◆ Task objective
Copy each line below without leaving any out.

—————

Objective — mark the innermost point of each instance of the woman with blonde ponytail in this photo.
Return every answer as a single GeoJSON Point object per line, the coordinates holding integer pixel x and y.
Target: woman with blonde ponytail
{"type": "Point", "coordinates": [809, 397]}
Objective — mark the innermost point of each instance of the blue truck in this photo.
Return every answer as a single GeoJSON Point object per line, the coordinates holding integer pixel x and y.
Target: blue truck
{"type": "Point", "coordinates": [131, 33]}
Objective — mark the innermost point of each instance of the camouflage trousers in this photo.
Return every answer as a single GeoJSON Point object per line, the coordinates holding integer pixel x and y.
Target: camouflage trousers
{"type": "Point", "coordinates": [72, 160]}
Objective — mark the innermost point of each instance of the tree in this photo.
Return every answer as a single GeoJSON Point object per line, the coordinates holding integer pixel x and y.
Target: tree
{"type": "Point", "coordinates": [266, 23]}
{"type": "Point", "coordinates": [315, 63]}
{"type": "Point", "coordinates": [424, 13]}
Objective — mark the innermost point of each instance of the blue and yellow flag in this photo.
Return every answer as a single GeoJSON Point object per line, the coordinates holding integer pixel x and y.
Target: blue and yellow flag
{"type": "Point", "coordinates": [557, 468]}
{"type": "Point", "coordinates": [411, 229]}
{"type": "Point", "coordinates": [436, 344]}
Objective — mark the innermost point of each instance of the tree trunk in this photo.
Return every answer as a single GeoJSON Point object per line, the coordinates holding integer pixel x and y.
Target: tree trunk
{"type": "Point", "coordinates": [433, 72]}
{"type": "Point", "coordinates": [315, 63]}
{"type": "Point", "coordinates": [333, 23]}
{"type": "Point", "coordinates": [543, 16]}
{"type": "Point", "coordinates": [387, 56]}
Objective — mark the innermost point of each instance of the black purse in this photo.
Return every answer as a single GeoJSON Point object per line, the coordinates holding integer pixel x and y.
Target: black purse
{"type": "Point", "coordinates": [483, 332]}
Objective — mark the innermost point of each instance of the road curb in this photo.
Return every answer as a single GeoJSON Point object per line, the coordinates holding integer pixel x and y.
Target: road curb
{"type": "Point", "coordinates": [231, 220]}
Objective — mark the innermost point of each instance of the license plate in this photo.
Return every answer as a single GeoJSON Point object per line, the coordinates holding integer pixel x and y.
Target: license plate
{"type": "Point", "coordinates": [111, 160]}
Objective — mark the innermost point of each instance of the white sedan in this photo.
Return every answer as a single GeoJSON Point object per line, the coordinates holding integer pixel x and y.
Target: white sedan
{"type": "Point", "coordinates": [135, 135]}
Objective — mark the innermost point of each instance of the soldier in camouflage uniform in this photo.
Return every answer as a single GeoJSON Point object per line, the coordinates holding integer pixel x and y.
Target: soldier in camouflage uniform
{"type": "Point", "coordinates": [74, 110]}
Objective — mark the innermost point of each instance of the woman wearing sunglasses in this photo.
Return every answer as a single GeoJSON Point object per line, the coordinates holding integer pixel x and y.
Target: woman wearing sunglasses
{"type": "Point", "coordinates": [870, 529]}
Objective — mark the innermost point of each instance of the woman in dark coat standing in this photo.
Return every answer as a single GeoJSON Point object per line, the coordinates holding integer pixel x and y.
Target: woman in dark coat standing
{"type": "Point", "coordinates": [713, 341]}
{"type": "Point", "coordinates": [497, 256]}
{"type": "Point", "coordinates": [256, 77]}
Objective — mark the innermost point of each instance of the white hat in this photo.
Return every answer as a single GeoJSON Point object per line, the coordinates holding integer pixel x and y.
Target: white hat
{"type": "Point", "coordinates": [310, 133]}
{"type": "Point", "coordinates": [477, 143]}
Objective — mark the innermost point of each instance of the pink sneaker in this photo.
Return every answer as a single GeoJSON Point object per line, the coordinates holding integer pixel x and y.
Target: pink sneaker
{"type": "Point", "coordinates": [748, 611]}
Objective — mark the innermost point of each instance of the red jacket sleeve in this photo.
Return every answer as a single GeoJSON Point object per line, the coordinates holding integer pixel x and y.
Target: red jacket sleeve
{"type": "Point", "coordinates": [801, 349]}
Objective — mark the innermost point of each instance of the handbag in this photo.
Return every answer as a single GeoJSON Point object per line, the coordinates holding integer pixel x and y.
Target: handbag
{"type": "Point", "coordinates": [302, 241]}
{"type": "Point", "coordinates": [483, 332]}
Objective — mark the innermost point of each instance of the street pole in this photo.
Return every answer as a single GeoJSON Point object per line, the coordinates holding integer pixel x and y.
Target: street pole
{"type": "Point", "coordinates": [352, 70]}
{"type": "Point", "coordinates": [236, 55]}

—————

◆ Answer below
Objective — mark the innermost point of each instance of the woman with blonde ponytail in this photo.
Return every answer as a single GeoJSON Point object per line, the coordinates holding integer pixel x and y.
Target: woman with blonde ponytail
{"type": "Point", "coordinates": [809, 397]}
Objective — mark the innermost point of each instance of the blue truck in this photo.
Return every answer as a single GeoJSON Point object per line, the coordinates holding integer pixel x and y.
Target: blue truck
{"type": "Point", "coordinates": [131, 33]}
Objective — mark the innermost point of each instance of the camouflage trousers in this photo.
Return every answer as a single GeoJSON Point object per line, the coordinates holding integer pixel x and y.
Target: camouflage trousers
{"type": "Point", "coordinates": [72, 160]}
Objective — mark the innermost point of each instance of the tree in this photo.
Return every answer as a single GeoJSON Point object per line, the coordinates holding integer pixel x and y.
Target: tree
{"type": "Point", "coordinates": [266, 23]}
{"type": "Point", "coordinates": [315, 63]}
{"type": "Point", "coordinates": [424, 13]}
Objective — mark the innermost point of each instance of the blue and yellow flag in this photo.
Return every answer as a single GeoJSON Point object per line, the coordinates holding integer pixel x and y.
Target: blue and yellow flag
{"type": "Point", "coordinates": [557, 468]}
{"type": "Point", "coordinates": [411, 229]}
{"type": "Point", "coordinates": [436, 344]}
Objective — mark the innermost point of each instance of the tree trunk in this photo.
Return every answer as a single GeoJSON Point object per line, the coordinates holding integer pixel x and y.
Target: tree trunk
{"type": "Point", "coordinates": [433, 72]}
{"type": "Point", "coordinates": [315, 63]}
{"type": "Point", "coordinates": [333, 23]}
{"type": "Point", "coordinates": [543, 16]}
{"type": "Point", "coordinates": [387, 56]}
Objective — mark the innermost point of each instance of the black purse in this photo.
Return every answer as a single GeoJSON Point object per line, the coordinates holding integer pixel x and y.
Target: black purse
{"type": "Point", "coordinates": [483, 332]}
Objective — mark the innermost point of each instance of the road curb in this photo.
Return every answer as a single GeoJSON Point object per line, the coordinates holding integer pixel x and y.
Target: road curb
{"type": "Point", "coordinates": [231, 220]}
Objective — mark the innermost point of each instance of the license plate in this photo.
Return every answer as a single GeoJSON Point object per line, the coordinates holding integer pixel x and y.
Target: license plate
{"type": "Point", "coordinates": [111, 160]}
Objective — mark the innermost point of each instance of the white sedan in this photo.
Return every answer as a single GeoJSON Point object per line, the coordinates holding integer pixel x and y.
Target: white sedan
{"type": "Point", "coordinates": [135, 135]}
Objective — mark the innermost point of each instance of the soldier in camouflage uniform in this photo.
Return every answer as a single GeoJSON Point object per line, the coordinates holding integer pixel x and y.
Target: soldier in camouflage uniform
{"type": "Point", "coordinates": [74, 110]}
Objective — mark the innermost point of each instance of the woman wearing sunglasses in this photo.
Return every answer as a single GeoJSON Point object per line, the coordinates holding integer pixel x and y.
Target: woman wearing sunglasses
{"type": "Point", "coordinates": [870, 529]}
Objective — mark the innermost point of each instance of the woman in dark coat standing in this photo.
Return every answer as a single GeoJSON Point object per line, the coordinates holding integer pixel x and y.
Target: woman in dark coat standing
{"type": "Point", "coordinates": [713, 341]}
{"type": "Point", "coordinates": [497, 256]}
{"type": "Point", "coordinates": [256, 77]}
Objective — mark the innermost point of each instance of the white hat in this photo.
Return every answer as a single GeoJSON Point object per line, the coordinates holding integer pixel x and y.
Target: white hat
{"type": "Point", "coordinates": [310, 133]}
{"type": "Point", "coordinates": [477, 143]}
Objective — mark the innermost point of each instance of the pink sneaker in this photo.
Return every answer as a single GeoJSON Point object per line, the coordinates holding integer pixel x and y.
Target: pink sneaker
{"type": "Point", "coordinates": [748, 611]}
Objective — mark the innermost point of each instance of the red jacket sleeve in this photo.
Return every answer as a single GeoJSON Point object per line, the coordinates holding integer pixel x and y.
Target: red jacket sleeve
{"type": "Point", "coordinates": [801, 349]}
Objective — mark the innermost point of each instance of the handbag in this photo.
Return every answer as a single GeoJSON Point object per line, the coordinates holding integer pixel x and y.
Target: handbag
{"type": "Point", "coordinates": [302, 241]}
{"type": "Point", "coordinates": [483, 332]}
Objective — mark the innermost point of each instance of the street pole in this photo.
Return every answer as a single GeoJSON Point object per line, the coordinates holding integer pixel x and y.
Target: street pole
{"type": "Point", "coordinates": [352, 70]}
{"type": "Point", "coordinates": [236, 55]}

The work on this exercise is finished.